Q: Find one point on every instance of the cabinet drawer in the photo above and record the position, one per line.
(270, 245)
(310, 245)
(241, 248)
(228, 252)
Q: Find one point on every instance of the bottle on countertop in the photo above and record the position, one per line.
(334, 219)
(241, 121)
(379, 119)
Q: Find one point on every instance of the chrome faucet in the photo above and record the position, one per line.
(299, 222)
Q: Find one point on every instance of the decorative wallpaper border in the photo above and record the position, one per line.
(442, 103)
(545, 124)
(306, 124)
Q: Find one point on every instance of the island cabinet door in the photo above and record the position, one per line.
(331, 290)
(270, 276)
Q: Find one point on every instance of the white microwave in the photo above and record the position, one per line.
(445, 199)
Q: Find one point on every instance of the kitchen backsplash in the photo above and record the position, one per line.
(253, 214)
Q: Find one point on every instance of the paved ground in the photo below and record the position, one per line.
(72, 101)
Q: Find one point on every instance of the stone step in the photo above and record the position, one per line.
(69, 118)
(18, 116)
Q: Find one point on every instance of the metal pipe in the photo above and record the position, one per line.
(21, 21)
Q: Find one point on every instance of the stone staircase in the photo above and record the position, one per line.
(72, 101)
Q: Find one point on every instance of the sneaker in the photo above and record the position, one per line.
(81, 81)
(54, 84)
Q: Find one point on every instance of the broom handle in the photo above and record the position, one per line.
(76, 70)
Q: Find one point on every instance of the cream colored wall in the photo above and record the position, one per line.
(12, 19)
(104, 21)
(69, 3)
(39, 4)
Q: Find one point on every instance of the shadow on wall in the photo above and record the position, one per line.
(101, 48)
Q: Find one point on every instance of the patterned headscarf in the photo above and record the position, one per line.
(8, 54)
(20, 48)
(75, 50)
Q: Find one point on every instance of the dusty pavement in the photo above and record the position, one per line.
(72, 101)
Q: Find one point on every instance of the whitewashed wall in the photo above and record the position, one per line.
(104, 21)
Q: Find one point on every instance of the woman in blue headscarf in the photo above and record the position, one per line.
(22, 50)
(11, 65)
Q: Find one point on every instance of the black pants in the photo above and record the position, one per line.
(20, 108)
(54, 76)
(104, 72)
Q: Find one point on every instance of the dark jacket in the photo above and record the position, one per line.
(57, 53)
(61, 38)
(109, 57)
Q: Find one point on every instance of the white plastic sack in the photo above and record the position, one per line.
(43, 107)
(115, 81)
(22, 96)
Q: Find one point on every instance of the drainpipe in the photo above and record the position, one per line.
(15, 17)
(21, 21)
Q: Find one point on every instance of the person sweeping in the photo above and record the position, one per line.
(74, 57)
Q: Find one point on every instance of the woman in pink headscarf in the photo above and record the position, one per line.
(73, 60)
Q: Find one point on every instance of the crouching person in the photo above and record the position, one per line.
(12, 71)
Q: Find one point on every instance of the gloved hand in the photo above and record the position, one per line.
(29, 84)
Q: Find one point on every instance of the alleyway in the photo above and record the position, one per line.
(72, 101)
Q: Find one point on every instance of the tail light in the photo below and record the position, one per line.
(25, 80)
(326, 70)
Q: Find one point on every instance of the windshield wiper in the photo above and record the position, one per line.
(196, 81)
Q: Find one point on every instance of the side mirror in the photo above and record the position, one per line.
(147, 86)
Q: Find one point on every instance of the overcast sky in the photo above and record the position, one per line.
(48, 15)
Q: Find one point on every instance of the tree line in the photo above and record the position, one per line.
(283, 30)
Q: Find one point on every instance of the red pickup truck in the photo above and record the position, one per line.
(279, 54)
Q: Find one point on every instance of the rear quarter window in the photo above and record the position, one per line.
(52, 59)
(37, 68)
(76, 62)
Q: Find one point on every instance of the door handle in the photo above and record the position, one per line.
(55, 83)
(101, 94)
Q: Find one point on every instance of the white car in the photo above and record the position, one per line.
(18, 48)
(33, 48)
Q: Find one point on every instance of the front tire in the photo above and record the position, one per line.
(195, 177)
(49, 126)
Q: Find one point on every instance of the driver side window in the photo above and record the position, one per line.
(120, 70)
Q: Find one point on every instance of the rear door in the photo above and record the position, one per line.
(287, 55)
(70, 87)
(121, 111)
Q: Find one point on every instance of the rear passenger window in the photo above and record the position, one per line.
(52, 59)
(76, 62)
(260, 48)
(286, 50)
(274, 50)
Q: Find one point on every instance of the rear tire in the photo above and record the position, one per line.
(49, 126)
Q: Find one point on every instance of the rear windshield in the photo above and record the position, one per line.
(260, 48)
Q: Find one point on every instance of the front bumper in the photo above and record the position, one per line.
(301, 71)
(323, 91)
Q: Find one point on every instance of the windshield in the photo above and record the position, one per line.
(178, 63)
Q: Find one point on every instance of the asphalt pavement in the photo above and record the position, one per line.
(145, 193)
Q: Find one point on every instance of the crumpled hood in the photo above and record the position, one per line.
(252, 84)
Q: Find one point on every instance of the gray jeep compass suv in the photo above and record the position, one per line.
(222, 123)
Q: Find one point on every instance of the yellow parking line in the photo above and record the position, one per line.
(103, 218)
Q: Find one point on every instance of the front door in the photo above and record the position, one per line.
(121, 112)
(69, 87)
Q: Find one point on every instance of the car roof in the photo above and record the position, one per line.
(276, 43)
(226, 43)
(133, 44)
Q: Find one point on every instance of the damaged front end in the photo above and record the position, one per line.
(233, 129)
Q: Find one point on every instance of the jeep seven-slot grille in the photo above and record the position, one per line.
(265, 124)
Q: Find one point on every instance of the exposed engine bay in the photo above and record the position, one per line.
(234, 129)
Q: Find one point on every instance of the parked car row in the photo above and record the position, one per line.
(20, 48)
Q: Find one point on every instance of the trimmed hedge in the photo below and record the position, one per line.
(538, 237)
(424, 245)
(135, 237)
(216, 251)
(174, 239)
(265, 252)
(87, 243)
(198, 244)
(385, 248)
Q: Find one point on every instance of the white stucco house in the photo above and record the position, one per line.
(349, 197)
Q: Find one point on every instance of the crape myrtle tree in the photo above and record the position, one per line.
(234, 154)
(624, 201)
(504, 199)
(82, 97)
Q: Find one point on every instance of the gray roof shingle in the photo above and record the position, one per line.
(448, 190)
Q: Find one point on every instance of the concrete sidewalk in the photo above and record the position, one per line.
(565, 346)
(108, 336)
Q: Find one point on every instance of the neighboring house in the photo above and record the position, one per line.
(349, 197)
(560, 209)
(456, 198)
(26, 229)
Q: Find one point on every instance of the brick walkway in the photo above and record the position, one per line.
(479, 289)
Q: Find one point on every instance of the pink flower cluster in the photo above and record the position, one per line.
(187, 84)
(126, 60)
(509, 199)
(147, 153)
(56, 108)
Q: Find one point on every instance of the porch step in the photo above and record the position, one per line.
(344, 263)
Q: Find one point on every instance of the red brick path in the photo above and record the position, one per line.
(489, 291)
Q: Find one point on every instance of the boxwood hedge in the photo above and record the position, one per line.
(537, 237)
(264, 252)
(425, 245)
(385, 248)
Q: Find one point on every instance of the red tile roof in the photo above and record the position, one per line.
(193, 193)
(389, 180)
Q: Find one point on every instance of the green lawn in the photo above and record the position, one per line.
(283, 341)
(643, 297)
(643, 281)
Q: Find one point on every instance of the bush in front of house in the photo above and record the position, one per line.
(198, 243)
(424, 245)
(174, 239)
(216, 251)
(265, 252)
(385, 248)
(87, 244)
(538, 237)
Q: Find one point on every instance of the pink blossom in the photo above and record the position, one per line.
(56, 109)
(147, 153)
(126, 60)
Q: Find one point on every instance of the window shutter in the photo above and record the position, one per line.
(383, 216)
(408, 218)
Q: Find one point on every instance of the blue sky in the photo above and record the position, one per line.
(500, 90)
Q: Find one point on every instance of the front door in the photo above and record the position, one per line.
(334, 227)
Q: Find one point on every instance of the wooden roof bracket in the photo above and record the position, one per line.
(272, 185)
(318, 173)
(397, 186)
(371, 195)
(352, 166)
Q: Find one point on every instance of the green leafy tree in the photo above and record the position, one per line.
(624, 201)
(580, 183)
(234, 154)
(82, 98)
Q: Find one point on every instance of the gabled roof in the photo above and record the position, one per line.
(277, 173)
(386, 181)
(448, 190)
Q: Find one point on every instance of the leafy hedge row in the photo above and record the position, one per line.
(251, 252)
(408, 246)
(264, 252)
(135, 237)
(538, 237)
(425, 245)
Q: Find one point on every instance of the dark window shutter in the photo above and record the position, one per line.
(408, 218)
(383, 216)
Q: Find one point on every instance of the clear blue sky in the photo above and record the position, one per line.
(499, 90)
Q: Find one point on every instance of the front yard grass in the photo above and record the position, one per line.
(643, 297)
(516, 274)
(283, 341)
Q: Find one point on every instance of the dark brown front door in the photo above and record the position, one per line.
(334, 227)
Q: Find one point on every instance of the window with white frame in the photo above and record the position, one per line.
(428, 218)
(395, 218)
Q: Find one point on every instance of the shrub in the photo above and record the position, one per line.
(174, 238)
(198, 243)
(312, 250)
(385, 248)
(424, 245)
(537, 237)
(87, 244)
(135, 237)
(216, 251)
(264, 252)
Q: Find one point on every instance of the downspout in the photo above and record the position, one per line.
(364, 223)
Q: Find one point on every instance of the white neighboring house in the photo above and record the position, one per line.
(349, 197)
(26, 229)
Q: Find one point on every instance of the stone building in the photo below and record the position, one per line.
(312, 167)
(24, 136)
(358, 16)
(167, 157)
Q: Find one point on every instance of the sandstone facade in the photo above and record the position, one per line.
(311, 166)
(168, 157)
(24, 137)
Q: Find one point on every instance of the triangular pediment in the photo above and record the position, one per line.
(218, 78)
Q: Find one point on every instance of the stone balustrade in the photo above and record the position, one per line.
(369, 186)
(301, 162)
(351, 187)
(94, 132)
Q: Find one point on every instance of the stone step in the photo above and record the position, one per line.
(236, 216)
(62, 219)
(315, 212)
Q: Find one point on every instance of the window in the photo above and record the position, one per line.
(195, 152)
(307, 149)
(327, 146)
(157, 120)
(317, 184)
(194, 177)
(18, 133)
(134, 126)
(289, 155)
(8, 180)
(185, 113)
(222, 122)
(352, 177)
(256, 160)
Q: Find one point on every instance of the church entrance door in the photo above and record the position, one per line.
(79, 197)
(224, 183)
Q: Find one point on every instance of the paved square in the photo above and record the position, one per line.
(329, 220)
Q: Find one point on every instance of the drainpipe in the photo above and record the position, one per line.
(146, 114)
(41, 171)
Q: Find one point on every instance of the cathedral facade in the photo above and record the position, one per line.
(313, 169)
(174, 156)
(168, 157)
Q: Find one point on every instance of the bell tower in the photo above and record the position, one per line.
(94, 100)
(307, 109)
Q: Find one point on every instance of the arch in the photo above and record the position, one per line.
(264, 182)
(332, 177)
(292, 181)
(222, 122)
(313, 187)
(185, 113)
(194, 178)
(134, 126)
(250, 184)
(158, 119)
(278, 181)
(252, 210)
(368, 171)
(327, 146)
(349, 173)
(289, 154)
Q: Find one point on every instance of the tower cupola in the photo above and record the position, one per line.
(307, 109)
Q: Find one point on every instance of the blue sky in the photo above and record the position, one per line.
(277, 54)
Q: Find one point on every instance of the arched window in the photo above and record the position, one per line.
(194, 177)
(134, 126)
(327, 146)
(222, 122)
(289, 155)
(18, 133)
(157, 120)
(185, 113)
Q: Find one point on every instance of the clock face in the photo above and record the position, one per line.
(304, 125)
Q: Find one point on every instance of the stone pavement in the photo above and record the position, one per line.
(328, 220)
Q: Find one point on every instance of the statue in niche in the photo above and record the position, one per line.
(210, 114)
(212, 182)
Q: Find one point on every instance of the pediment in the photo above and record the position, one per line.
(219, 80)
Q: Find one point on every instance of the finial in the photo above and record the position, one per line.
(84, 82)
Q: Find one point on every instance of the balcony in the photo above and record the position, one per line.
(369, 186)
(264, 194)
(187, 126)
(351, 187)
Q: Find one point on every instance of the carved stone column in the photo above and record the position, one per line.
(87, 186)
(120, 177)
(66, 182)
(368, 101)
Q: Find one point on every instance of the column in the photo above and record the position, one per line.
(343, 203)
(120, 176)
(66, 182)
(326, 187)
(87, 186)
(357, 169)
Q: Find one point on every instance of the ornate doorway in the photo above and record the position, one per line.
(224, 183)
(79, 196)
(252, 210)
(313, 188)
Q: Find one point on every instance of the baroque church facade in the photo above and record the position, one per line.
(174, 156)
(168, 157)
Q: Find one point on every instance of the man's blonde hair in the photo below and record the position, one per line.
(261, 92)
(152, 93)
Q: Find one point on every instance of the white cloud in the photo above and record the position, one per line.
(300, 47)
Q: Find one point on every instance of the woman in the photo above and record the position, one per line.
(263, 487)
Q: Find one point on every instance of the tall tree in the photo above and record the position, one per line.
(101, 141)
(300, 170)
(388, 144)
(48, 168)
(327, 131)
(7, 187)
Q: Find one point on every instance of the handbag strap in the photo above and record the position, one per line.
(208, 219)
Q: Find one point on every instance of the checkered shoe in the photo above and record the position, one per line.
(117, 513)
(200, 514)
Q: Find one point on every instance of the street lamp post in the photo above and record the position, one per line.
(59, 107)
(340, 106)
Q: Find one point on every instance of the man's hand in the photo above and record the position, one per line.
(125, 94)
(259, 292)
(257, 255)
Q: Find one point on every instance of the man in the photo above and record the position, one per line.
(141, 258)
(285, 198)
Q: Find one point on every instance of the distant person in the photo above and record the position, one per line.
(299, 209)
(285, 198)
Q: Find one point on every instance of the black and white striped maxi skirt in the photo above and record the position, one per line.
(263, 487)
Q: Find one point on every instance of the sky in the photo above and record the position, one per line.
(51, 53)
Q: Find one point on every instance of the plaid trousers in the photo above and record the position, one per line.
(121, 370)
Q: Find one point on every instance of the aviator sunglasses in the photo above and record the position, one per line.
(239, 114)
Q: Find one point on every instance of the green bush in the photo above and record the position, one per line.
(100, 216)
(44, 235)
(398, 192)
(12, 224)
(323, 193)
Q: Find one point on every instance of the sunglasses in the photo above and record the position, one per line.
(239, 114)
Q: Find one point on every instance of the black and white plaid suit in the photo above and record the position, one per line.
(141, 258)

Aim.
Beginning with the line that contains "Q: Find one point on every instance of the checkered", repeat every line through the end of the records and nothing more.

Written reply.
Q: Find one point on every instance of the checkered shoe in the photo above and record the position, one per line.
(117, 513)
(200, 514)
Q: Find one point on every instance of the street lamp post in the photo above and record the position, one per line.
(59, 107)
(340, 106)
Q: Find one point on every instance of the man's hand in the photo above and record the position, one per line.
(125, 94)
(259, 292)
(257, 255)
Q: Find one point on every instance of the man in the photo above and record the position, one per line.
(141, 258)
(285, 198)
Q: Find one point on every instance of the distant person in the photo above and record the position, one per line.
(299, 209)
(285, 198)
Q: Find one point on every instance of the black and white striped maxi skirt in the photo above and record the position, one per line.
(263, 487)
Q: Find one point on every instance of the sky in the photo above and record the position, one per line.
(51, 53)
Q: Find one point on every instance of the plaid trousers in the photo above and record the position, one per line.
(121, 370)
Q: Find one point on every instance of the aviator sunglasses in the photo above and record the position, one per line.
(239, 114)
Q: Find one point on every instance of the green bush in the photo above and record the position, one per line.
(100, 216)
(44, 235)
(398, 192)
(12, 224)
(323, 193)
Q: Find one point on every instance of the sunglasses in the photo above and record the position, one per line.
(239, 114)
Q: Find one point on every instance of the black and white plaid suit in the photo above and record the position, one per line.
(141, 258)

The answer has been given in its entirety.